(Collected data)
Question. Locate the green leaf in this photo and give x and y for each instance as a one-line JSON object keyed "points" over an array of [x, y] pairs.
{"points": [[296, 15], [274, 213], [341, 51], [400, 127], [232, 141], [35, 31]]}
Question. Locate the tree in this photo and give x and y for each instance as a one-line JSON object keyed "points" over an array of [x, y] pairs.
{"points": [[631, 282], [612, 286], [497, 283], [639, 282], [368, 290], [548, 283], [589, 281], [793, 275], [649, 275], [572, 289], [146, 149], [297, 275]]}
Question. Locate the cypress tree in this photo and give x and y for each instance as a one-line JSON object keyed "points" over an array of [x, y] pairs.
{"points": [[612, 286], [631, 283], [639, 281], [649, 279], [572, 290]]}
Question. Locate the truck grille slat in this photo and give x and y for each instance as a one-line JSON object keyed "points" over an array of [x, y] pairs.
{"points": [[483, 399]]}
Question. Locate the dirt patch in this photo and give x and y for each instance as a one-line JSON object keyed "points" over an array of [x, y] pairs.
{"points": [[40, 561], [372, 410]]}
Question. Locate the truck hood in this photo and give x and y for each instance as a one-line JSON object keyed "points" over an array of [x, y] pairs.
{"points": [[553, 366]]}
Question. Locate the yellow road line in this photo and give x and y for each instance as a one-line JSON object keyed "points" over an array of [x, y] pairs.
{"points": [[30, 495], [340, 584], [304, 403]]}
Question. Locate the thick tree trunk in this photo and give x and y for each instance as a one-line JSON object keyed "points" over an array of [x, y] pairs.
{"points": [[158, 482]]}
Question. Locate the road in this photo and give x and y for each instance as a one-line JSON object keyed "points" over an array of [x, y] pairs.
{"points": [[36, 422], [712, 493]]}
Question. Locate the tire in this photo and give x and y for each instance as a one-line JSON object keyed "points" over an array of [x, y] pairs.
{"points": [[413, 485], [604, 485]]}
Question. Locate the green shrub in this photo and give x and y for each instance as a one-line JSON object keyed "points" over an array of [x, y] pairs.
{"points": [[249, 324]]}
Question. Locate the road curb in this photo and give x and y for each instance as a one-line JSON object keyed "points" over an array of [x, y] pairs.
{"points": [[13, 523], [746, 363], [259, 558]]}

**REQUIREMENTS**
Edit the records above by replacing each occurrence of "Locate" with "Find", and leave everything else unchanged.

**RESULT**
Question. Find the green leaf in this photo and give x and y for each instance as a one-line JSON object keyed "points" over an array of [x, y] pairs.
{"points": [[296, 15], [274, 213], [341, 51], [400, 127], [232, 141], [35, 31]]}
Question. Find the tree in this photo and give x and y for each instance as a one-line JSON object keyed "points" over an array of [x, y] pairs.
{"points": [[631, 282], [612, 286], [497, 283], [639, 282], [368, 290], [548, 283], [589, 281], [793, 275], [649, 275], [572, 289], [146, 149], [297, 275]]}
Question. Find the cypress tree in this photo and give x and y for each instance as a one-line JSON object keyed "points" over an array of [x, y] pairs.
{"points": [[612, 286], [631, 283], [639, 281], [649, 279], [572, 290]]}
Question. Find the truck grille slat in this photo and give x and y for each instance as a one-line JSON object keyed "points" over an array of [x, y] pairs.
{"points": [[483, 399]]}
Question. Find the dirt patch in this photo and give x and y for each instance as a one-line JSON object keyed "points" over an array of [x, y] pairs.
{"points": [[40, 561], [372, 410]]}
Question. Find the truck hood in this photo and give x and y for each instance as a one-line JSON object keyed "points" over an array of [x, y] pairs.
{"points": [[553, 366]]}
Question. Find the yellow road line in this photo and give x and y for each instance as a one-line JSON object keyed "points" over an array of [x, y] pairs.
{"points": [[30, 495], [340, 584], [304, 403]]}
Question. Find the thick tree trunk in this photo and give x and y for each instance as a one-line JSON object keyed "points" over an array of [x, y] pairs.
{"points": [[158, 482]]}
Question. Find the road in this photo and give x and y for each instance as a one-line JSON object keyed "points" over an array of [x, y] pairs.
{"points": [[36, 422], [712, 493]]}
Question. Find the tire in this photo and give x and y for each instance as a one-line JSON object keyed "points" over an array of [x, y] pairs.
{"points": [[413, 485], [604, 485]]}
Question. Find the green shrub in this photo and give x and y for each instance as a one-line JSON object keyed "points" over an array of [x, y] pairs.
{"points": [[249, 324]]}
Question. Find the road curb in this photo and give x and y for each instance as a one-line JSON object keyed "points" over an array of [x, y] pairs.
{"points": [[13, 523], [746, 363], [259, 558]]}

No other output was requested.